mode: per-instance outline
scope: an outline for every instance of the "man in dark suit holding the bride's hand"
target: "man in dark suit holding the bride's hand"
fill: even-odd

—————

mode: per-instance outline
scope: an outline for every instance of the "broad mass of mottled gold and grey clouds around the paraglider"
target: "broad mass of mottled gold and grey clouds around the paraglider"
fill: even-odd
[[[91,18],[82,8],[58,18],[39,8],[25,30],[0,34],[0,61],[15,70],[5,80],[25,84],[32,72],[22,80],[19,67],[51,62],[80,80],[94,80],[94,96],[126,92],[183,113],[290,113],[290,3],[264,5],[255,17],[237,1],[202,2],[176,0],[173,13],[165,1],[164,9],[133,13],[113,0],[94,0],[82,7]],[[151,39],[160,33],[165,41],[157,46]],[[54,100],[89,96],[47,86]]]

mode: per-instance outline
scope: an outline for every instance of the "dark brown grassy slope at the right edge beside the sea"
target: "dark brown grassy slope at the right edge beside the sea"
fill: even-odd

—————

**PROBLEM STATEMENT:** Within the listing, count the lines that contain the word "slope", and give the count by itself.

**ANSWER BOX:** 2